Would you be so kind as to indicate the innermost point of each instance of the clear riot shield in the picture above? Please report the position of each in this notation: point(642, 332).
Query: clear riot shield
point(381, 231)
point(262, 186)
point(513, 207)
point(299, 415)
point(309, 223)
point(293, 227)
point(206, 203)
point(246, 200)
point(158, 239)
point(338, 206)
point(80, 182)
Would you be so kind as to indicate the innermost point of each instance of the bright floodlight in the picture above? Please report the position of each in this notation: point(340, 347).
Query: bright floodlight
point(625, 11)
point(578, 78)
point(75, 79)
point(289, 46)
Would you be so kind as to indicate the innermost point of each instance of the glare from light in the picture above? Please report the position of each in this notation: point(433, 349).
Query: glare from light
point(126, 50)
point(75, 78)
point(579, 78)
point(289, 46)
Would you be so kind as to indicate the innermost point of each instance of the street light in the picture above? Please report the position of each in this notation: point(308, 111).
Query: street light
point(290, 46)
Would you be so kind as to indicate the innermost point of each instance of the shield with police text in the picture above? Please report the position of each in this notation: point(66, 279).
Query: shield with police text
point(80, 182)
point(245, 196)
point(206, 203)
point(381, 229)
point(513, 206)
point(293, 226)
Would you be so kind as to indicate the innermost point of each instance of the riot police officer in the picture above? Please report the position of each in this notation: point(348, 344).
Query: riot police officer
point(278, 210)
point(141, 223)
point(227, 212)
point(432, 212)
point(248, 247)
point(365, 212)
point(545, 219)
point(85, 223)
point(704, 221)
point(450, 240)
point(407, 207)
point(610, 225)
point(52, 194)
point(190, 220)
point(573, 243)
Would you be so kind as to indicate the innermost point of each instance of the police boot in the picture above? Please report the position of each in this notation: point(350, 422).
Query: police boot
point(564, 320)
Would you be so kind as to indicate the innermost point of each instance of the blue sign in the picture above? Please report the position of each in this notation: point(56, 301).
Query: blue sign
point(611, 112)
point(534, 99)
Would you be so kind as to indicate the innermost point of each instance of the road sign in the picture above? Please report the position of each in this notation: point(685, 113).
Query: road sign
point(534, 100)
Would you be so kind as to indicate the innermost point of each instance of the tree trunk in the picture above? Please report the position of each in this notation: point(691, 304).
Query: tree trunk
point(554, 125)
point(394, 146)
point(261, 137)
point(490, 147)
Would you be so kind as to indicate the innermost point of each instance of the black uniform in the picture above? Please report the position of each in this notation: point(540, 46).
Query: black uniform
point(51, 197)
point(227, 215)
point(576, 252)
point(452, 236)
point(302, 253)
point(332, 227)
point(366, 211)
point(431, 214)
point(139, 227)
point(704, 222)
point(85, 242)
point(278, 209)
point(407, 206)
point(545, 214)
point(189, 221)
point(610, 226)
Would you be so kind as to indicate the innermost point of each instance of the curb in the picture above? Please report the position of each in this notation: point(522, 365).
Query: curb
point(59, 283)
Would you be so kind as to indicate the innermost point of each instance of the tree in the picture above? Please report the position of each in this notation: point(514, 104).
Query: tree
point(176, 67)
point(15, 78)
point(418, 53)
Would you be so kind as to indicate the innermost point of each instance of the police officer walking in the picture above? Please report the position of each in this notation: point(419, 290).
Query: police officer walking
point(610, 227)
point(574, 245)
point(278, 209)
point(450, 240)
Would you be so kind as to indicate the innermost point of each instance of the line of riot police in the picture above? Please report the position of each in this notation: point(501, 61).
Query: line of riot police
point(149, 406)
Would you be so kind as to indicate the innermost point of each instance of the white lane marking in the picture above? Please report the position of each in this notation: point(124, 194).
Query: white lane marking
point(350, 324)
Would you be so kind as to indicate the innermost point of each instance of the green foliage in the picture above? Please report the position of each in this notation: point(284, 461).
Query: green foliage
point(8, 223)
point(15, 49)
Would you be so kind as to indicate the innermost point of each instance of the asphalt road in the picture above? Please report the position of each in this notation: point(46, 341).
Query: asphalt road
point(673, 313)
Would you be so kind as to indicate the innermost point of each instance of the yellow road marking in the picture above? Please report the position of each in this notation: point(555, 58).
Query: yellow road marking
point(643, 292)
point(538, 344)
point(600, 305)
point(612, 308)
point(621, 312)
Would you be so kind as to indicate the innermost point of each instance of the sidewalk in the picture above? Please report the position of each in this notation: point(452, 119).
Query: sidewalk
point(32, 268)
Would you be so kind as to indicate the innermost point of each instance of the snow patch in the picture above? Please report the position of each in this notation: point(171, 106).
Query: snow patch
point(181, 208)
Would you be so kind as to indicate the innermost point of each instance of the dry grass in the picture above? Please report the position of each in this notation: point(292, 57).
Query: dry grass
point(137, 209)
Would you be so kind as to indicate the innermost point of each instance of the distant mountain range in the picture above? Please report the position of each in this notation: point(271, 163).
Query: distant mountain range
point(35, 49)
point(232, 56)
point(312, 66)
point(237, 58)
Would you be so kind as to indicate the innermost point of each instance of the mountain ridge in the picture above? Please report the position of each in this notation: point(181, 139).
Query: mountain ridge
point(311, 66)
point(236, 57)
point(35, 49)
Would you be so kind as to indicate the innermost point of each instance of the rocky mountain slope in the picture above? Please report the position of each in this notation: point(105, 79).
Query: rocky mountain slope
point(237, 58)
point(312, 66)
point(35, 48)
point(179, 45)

Exercise
Reproduce every row above verbatim, leaving each line unchanged.

Solution to this task
Would you be so kind as to indicate the innermost point of each instance of the clear riot shield in the picture above? Please report the position of each in this notation: point(642, 332).
Query: clear riot shield
point(381, 231)
point(262, 186)
point(513, 207)
point(299, 415)
point(309, 223)
point(293, 227)
point(206, 203)
point(246, 200)
point(158, 239)
point(338, 206)
point(80, 182)
Would you be so kind as to indicate the innermost point of each instance of the bright floodlight in the picture above? Please report the position of each in this notation: point(340, 347).
Query: bright floodlight
point(625, 11)
point(578, 78)
point(75, 79)
point(289, 46)
Would you be so kind as to indicate the innermost point of each instance of the glare from light in the picture above? Please report the position of each in this notation: point(433, 349).
Query: glare from light
point(126, 50)
point(75, 78)
point(579, 78)
point(289, 46)
Would you be so kind as to indicate the innermost point of each instance of the street light in the picture above? Please report the position of each in this notation: point(308, 111).
Query: street light
point(290, 46)
Would you be so kind as to indicate the innermost point of each instance of the shield with police text in the picture above? Please report the position of each in this notation: point(66, 279).
Query: shield with police text
point(80, 182)
point(245, 196)
point(206, 203)
point(381, 229)
point(513, 206)
point(293, 226)
Would you be so kind as to indicate the innermost point of each instance of the riot police officer in the picture above? Please report the position of each in this notation: point(348, 344).
Query: riot police officer
point(278, 210)
point(141, 223)
point(227, 212)
point(432, 212)
point(248, 247)
point(365, 212)
point(545, 219)
point(85, 223)
point(704, 221)
point(450, 240)
point(407, 207)
point(610, 225)
point(52, 194)
point(190, 220)
point(573, 243)
Would you be so kind as to indicate the innermost point of each instance of the police boot in the picture above? Please report the position of each in this notation: point(350, 422).
Query: police boot
point(564, 320)
Would you be so kind as to indicate the innermost point of each instance of the blue sign in the picture above? Please report the position of each in this notation: point(56, 301).
Query: blue sign
point(611, 112)
point(534, 99)
Would you be so kind as to indicate the innermost point of each instance of the road sign in the picture above? Please report the position of each in this notation: point(685, 113).
Query: road sign
point(534, 100)
Would you be so kind as to indicate the innermost point of each instance of the tree trunk in the picture above? Please report the position of each in this notation: point(691, 304).
Query: tree trunk
point(554, 125)
point(394, 146)
point(261, 137)
point(490, 147)
Would you be so kind as to indicate the innermost point of each instance of the black uniform in the picture above? Please report the position of each in this notation: point(540, 46).
Query: black uniform
point(51, 197)
point(227, 215)
point(576, 252)
point(452, 236)
point(302, 253)
point(332, 227)
point(366, 211)
point(431, 214)
point(139, 227)
point(704, 222)
point(85, 242)
point(278, 209)
point(407, 206)
point(545, 214)
point(189, 221)
point(610, 226)
Would you be so kind as to indicate the innermost point of each instance of the curb in the picture above? Please report the position of each in this notation: point(522, 365).
Query: curb
point(59, 283)
Would you be so kind as to indicate the innermost point of each instance of the tree in the picture above? Please report the position of each in this notation: point(514, 104).
Query: tree
point(176, 67)
point(15, 78)
point(418, 53)
Would you be so kind as to indicate the innermost point of each instance of the police officer walking in the picture above? Please report the position of each in this notation: point(419, 290).
Query: police officer walking
point(610, 227)
point(574, 245)
point(278, 209)
point(450, 240)
Would you be so kind as to indicate the innermost point of each instance of the line of riot police in the picture above? Please report the position of each in this notation: point(501, 61).
Query: line of riot police
point(149, 406)
Would you be so kind as to indicate the innermost point of each instance of the white lane marking in the picture above? Please report the position of each in this notation: point(124, 194).
Query: white lane marking
point(350, 324)
Would you be so kind as to indicate the innermost point of each instance of the green foliage in the picture above? Please report the position of each in this notation: point(284, 461).
Query: green foliage
point(8, 223)
point(15, 49)
Would you be so kind as to indicate the innermost point of each instance of the asphalt road in the picture above? Please report the position of each in this notation: point(46, 341).
Query: asphalt road
point(673, 313)
Would you be so kind as to indicate the innermost point of each instance of the yellow road marking in the picture above? Please report the position of each in this notation: point(555, 58).
Query: yellow road marking
point(643, 292)
point(538, 344)
point(600, 305)
point(612, 308)
point(621, 312)
Would you be so kind as to indicate the innermost point of each instance of the sidewalk in the picture above? Please report the position of each in this notation: point(452, 119).
Query: sidewalk
point(32, 268)
Would you be so kind as to indicate the innermost point of each instance of the snow patch in the picture above? Please report the position of each in this notation: point(171, 106).
Query: snow patch
point(181, 208)
Would you be so kind as to indicate the innermost point of each instance of the dry grass in the picture above? Please report the position of each in this notation: point(292, 57).
Query: dry grass
point(137, 209)
Would you be so kind as to indicate the innermost point of each instance of the distant mountain range in the picture above? Please report the position of each in this notation: point(271, 163).
Query: distant mountain range
point(35, 49)
point(232, 56)
point(312, 66)
point(237, 58)
Would you be so kind as to indicate the innermost point of each instance of the mountain ridge in the picture above? Please report the position of each in this notation: point(181, 139).
Query: mountain ridge
point(311, 66)
point(236, 57)
point(35, 49)
Would you be so kind as to indicate the innermost point of each instance of the rocky mountain slope in the picture above? Please report the position of each in this notation: point(105, 79).
Query: rocky mountain slope
point(237, 58)
point(312, 66)
point(35, 48)
point(179, 45)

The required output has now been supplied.